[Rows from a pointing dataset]
** Start **

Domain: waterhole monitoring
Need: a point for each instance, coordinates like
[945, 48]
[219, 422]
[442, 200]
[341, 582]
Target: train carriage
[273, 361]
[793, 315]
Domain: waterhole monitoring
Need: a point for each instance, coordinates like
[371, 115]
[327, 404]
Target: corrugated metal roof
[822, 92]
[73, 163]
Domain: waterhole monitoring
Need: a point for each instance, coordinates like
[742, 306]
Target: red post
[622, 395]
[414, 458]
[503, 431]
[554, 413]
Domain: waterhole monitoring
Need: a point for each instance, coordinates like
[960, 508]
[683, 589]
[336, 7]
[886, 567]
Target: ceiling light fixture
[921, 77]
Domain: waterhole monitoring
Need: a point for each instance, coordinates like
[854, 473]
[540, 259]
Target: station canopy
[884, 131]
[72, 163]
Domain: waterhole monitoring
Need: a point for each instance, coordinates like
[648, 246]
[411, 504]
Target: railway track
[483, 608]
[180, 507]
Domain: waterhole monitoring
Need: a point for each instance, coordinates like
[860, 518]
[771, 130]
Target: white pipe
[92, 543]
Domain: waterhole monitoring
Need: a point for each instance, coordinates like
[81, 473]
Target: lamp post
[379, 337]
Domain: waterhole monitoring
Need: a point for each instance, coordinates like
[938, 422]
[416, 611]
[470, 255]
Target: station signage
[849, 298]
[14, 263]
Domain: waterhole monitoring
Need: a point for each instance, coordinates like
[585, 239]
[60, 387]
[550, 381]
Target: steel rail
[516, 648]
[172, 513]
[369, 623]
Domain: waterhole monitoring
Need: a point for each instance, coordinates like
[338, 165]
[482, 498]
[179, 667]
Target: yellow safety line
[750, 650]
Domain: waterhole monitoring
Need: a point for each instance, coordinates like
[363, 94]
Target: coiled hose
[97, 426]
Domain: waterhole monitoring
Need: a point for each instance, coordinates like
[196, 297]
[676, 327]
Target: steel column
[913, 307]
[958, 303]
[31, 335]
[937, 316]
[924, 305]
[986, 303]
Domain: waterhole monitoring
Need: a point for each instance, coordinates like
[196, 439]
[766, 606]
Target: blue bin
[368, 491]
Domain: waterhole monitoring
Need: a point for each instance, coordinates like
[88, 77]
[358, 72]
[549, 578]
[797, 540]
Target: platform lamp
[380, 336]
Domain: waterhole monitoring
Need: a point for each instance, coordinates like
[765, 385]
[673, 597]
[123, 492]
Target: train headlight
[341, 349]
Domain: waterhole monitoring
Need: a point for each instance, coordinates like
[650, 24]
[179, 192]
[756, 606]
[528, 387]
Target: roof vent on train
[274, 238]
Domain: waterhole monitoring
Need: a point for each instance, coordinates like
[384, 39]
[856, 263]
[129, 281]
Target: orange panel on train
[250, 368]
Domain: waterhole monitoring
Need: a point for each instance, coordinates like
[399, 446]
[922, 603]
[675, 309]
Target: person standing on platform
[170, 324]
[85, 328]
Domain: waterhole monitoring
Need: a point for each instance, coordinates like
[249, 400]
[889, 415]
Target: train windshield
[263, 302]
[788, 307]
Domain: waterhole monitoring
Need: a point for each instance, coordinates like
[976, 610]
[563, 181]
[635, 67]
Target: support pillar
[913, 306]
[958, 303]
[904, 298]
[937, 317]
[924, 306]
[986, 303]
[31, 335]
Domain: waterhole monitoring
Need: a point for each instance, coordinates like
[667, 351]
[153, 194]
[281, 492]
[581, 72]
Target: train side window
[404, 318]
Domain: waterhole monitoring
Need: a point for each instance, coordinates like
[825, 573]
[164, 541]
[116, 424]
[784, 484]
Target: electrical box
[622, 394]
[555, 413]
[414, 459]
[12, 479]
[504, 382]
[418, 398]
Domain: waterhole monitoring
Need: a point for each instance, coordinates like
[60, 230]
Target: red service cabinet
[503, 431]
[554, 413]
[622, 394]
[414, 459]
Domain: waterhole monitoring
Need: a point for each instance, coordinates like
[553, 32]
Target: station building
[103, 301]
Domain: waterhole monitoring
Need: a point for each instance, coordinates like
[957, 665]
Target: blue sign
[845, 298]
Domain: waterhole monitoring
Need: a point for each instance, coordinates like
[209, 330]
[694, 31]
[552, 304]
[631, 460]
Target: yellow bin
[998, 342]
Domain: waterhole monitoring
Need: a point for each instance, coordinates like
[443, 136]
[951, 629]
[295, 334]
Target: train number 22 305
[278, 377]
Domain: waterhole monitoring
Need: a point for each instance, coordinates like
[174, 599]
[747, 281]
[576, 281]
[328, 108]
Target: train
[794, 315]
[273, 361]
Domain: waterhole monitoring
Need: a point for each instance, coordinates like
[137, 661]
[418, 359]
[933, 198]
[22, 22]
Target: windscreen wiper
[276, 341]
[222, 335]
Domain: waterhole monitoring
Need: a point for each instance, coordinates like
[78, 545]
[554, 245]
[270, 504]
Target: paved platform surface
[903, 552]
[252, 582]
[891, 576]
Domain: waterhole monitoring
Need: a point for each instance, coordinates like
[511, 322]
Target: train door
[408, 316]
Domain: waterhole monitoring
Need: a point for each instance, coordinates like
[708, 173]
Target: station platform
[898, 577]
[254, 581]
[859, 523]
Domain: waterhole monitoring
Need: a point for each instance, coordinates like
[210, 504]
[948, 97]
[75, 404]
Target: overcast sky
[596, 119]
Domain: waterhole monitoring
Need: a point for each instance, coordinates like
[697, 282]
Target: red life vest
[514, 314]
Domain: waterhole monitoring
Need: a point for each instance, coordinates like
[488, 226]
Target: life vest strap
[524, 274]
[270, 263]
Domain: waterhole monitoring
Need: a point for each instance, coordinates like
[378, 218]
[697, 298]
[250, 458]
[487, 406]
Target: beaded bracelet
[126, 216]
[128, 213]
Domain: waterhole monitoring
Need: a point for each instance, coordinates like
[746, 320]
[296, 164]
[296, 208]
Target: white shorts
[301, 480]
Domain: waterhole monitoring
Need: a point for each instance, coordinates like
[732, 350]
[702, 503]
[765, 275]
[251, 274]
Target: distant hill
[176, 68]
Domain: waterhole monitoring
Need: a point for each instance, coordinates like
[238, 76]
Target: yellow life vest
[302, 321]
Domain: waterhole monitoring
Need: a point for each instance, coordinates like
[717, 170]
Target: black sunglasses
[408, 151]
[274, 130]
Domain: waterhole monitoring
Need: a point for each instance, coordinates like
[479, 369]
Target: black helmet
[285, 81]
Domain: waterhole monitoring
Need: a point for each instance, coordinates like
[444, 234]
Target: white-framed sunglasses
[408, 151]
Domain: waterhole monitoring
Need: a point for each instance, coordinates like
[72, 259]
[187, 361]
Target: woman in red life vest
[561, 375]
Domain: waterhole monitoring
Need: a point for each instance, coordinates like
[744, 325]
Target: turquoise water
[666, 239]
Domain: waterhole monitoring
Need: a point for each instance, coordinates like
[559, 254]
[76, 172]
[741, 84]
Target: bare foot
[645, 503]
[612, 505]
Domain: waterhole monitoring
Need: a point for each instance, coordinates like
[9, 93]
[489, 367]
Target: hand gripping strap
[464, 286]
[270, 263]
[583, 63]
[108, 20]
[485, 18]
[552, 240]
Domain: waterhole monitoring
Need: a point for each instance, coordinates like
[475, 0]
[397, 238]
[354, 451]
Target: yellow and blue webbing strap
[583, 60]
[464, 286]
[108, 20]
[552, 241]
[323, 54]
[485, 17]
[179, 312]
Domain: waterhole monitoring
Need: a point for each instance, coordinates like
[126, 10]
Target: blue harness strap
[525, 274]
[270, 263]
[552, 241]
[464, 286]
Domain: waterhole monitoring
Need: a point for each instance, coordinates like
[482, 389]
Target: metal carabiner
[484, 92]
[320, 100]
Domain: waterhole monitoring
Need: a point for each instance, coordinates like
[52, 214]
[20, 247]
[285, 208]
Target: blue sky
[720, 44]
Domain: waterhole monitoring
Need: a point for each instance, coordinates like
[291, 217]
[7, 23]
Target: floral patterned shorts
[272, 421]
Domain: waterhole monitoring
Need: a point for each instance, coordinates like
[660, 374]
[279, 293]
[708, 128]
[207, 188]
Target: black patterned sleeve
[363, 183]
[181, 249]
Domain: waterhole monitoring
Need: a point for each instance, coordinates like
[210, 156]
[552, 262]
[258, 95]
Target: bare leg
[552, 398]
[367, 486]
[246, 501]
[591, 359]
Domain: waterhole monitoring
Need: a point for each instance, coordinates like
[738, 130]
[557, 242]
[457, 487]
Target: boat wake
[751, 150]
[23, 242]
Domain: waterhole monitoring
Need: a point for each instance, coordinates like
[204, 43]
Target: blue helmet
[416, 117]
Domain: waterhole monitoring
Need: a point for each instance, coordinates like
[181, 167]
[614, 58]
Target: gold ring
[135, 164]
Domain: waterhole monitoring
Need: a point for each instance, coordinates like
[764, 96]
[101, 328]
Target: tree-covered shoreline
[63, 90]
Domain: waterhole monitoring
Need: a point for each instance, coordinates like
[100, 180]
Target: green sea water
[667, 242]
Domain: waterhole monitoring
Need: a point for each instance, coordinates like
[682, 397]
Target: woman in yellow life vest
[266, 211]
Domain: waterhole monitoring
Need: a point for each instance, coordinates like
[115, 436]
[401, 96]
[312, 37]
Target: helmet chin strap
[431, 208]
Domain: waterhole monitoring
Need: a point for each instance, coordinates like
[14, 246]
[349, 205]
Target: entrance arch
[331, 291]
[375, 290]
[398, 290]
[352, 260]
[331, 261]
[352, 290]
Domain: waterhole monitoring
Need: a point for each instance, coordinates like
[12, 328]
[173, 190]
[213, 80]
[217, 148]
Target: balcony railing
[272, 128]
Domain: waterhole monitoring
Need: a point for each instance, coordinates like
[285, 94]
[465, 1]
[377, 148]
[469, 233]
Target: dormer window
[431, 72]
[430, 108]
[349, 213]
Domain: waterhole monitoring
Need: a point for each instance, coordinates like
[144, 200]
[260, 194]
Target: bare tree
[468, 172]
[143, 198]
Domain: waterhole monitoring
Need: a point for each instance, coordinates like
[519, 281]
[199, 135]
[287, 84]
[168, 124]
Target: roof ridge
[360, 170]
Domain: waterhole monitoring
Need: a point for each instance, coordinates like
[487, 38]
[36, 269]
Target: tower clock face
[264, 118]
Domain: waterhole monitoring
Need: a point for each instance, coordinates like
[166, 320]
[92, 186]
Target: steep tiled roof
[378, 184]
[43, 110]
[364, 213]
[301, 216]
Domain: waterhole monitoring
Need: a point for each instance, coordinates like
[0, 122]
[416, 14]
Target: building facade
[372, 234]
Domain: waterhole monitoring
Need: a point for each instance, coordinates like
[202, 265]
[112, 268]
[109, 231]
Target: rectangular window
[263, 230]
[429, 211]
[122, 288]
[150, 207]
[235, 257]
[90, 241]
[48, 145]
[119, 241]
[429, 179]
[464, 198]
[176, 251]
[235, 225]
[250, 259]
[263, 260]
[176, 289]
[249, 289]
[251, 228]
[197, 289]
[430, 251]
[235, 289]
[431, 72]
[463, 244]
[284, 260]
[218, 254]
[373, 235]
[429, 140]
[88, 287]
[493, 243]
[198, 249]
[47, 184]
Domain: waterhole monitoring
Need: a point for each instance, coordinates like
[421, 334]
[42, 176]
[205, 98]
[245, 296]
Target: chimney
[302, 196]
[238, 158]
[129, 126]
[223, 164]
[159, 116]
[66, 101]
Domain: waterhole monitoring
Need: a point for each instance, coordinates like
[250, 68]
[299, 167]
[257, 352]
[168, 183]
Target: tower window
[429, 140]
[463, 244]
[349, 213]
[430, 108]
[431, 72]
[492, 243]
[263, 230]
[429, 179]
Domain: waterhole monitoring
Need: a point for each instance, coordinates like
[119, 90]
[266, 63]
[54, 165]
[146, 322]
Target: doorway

** End **

▶ Exercise instructions: Return each line of the listing above that contains the string "sunglasses".

▶ The result:
Target: black sunglasses
Target: white-framed sunglasses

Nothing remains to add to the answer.